(Excerpts from point annotation data)
+-------+
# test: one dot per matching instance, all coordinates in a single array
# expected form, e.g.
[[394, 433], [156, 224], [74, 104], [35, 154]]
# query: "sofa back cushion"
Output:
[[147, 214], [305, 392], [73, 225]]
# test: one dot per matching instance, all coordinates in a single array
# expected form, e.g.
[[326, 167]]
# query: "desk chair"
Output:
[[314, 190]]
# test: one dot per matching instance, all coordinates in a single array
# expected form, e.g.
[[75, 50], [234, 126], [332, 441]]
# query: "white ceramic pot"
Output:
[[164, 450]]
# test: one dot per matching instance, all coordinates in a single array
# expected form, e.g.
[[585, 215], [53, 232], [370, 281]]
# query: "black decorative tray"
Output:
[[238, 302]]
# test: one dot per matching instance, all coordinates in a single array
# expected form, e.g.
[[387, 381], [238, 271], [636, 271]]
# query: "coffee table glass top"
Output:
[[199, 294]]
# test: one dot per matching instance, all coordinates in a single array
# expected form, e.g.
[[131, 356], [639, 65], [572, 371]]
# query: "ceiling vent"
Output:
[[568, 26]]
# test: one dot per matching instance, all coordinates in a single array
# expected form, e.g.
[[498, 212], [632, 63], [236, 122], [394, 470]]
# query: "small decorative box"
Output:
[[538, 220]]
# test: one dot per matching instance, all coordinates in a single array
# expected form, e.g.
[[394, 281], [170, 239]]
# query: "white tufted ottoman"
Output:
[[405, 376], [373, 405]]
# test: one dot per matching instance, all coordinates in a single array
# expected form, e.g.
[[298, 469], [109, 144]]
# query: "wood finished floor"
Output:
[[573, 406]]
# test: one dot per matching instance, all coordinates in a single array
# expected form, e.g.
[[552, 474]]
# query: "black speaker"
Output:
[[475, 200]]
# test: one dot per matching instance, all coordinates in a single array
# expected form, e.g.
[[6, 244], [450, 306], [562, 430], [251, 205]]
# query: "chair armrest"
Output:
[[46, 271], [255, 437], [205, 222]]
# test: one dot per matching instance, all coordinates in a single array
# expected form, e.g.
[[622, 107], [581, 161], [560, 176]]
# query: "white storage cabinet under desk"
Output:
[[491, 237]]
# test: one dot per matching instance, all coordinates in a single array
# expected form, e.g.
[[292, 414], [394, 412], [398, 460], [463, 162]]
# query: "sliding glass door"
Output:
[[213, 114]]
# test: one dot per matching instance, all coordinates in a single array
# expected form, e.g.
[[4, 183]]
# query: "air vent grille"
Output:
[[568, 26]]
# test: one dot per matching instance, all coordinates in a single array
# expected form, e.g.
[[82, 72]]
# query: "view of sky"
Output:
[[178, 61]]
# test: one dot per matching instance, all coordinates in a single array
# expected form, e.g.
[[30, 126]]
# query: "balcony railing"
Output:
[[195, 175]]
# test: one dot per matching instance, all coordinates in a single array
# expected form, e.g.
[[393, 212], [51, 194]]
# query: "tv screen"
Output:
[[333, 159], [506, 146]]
+-------+
Exercise brief
Copy out all of the items above verbatim, changing nothing.

Result of this exercise
# test: one dot per matching instance, all coordinates in a single array
# expected form, e.g.
[[394, 433], [156, 224], [74, 104], [35, 154]]
# query: "sofa back cushion"
Output:
[[147, 214], [305, 392], [73, 225]]
# test: one dot per matching instance, all coordinates in a single array
# expected form, e.g.
[[326, 167]]
# query: "desk chair"
Output:
[[314, 190]]
# test: one dot per matching instance, all coordinates in a single array
# expected form, e.g.
[[75, 50], [234, 126], [332, 441]]
# query: "white ceramic pot"
Output:
[[164, 450]]
# test: one dot per matching instance, all coordinates in a single array
# expected form, e.g.
[[585, 215], [53, 232], [370, 281]]
# query: "black decorative tray"
Output:
[[238, 302]]
# test: one dot per matching instance, all coordinates in a single array
# expected form, e.g.
[[387, 381], [238, 271], [636, 271]]
# query: "coffee table glass top"
Output:
[[199, 294]]
# test: one dot per matching instance, all coordinates in a single array
# expected form, e.g.
[[131, 356], [639, 65], [572, 371]]
# query: "ceiling vent"
Output:
[[568, 26]]
# test: one dot per matching instance, all coordinates in a single array
# expected form, e.g.
[[498, 212], [632, 63], [236, 122], [394, 470]]
# query: "small decorative box"
Output:
[[538, 220]]
# test: one dot per matching instance, all coordinates in a single array
# expected form, e.g.
[[394, 281], [170, 239]]
# query: "white tufted ottoman"
Output:
[[405, 376], [373, 405]]
# test: one dot per matching instance, all coordinates in a single array
# expected form, e.g.
[[298, 469], [109, 144]]
# query: "wood finished floor"
Output:
[[573, 406]]
# test: one dot per matching instance, all coordinates in a single array
# expected form, e.g.
[[552, 474]]
# query: "black speaker"
Output:
[[475, 200]]
# test: one dot per matching instance, all coordinates in a single array
# expected form, e.g.
[[6, 244], [450, 306], [562, 430], [251, 205]]
# query: "chair armrest"
Output:
[[46, 271], [255, 437], [205, 222]]
# test: one dot per matching instance, all coordinates in a single array
# expected form, e.g.
[[622, 107], [581, 161], [560, 176]]
# query: "white storage cabinet under desk"
Output:
[[491, 237]]
# test: one dot per matching instance, all coordinates in a single array
# expected form, e.g.
[[292, 414], [394, 412], [398, 460], [463, 162]]
# query: "sliding glass door"
Output:
[[213, 114]]
# test: one dot per matching instance, all coordinates in a single array
# expected form, e.g.
[[4, 183]]
# query: "air vent grille"
Output:
[[568, 26]]
# test: one dot per matching instance, all coordinates in a single array
# expected form, e.g.
[[82, 72]]
# query: "view of sky"
Output:
[[178, 61]]
# test: one dot per matching instance, all coordinates in a single array
# expected form, e.g.
[[30, 126]]
# query: "balcony railing"
Output:
[[195, 175]]
# test: one dot per matching instance, all coordinates in a single array
# expected form, e.g.
[[393, 212], [51, 194]]
# query: "tv screen"
Output:
[[333, 159], [506, 146]]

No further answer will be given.